Start of RECORD LIST
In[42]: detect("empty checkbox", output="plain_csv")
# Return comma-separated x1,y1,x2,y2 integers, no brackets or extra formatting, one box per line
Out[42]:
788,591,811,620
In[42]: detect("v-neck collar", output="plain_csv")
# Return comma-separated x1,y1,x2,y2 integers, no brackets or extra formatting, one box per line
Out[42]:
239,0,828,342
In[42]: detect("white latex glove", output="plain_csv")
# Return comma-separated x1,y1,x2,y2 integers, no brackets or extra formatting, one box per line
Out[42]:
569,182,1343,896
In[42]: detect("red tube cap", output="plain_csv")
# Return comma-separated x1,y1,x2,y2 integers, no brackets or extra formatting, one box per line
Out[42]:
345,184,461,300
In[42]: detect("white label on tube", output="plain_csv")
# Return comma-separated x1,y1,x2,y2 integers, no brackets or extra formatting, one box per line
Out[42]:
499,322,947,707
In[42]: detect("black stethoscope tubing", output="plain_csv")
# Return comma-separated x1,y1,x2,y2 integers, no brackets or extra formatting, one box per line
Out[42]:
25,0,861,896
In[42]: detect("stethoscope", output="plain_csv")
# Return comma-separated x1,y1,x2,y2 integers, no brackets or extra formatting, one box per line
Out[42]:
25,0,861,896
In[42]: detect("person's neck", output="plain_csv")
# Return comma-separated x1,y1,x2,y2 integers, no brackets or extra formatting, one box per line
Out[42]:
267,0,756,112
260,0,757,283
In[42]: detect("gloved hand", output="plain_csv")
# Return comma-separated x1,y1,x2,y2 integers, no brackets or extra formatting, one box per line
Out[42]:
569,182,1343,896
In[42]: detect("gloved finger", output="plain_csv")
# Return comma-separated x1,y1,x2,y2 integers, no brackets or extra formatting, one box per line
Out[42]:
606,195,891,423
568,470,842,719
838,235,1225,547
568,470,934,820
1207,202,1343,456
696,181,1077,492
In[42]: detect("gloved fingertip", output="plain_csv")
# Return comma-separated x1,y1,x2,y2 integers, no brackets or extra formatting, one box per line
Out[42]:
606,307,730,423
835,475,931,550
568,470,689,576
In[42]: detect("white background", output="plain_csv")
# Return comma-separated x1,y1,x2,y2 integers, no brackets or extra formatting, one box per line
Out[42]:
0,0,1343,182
End of RECORD LIST
*TASK DETAILS*.
Rewrite all of the lines above as a numbered list, leaving out any blank lines.

*RESULT OF THE EXERCISE*.
1. In[42]: detect("empty checkbox", output="plain_csv")
2. # Return comma-separated x1,y1,x2,y2 integers, no brackets or extra formatting, one box per line
3. Out[42]:
4. 788,591,811,620
5. In[42]: detect("v-neck collar", output="plain_csv")
6. # Return comma-separated x1,y1,x2,y2 integers, no brackets or extra formatting, one box per line
7. Out[42]:
8. 239,0,828,342
9. In[42]: detect("white latex glove", output="plain_csv")
10. # Return comma-separated x1,y1,x2,y2 integers, no brackets or extra formatting, one box per line
11. Out[42]:
12. 569,182,1343,896
13. In[42]: detect("red tube cap", output="plain_csv")
14. # Return comma-separated x1,y1,x2,y2 integers, no brackets or extra formatting, one box per line
15. Out[42]:
16. 345,184,461,300
17. In[42]: detect("white label on tube", output="plain_csv")
18. # Return comma-separated x1,y1,x2,y2 integers, no brackets or extra formatting, one box per line
19. Out[42]:
20. 499,322,947,707
21. In[42]: detect("black stethoscope tubing", output="plain_csv")
22. # Return comma-separated x1,y1,x2,y2 integers, no brackets or extra formatting, one box per line
23. Out[42]:
24. 25,0,861,896
25. In[42]: detect("stethoscope", output="plain_csv")
26. # Return comma-separated x1,y1,x2,y2 integers, no brackets or extra formatting, one box per line
27. Out[42]:
28. 25,0,861,896
29. In[42]: detect("person's neck", output="plain_csv")
30. # Return comma-separated x1,y1,x2,y2 integers, no brackets or extra formatting, one box per line
31. Out[42]:
32. 267,0,756,112
33. 260,0,757,283
34. In[42]: detect("gloved hand", output="plain_csv")
35. # Return comma-separated x1,y1,x2,y2 integers, no brackets or extra formatting, one box per line
36. Out[42]:
37. 569,182,1343,896
38. In[42]: detect("gloved finger", output="plain_csv")
39. # Return comma-separated x1,y1,x2,y2 integers, no brackets or extra formatting, one box per line
40. Out[42]:
41. 606,195,891,423
42. 568,470,842,719
43. 838,235,1225,547
44. 568,470,934,820
45. 1207,202,1343,456
46. 696,181,1077,492
47. In[42]: detect("gloved fingertip", output="plain_csv")
48. # Return comma-separated x1,y1,x2,y2 integers, no brackets or extra formatting, one box per line
49. Out[42]:
50. 606,307,730,423
51. 835,475,931,550
52. 568,470,689,576
53. In[42]: detect("white background", output="plain_csv")
54. # Return comma-separated x1,y1,x2,y2 integers, no brackets or extra formatting, one box per line
55. Out[42]:
56. 0,0,1343,182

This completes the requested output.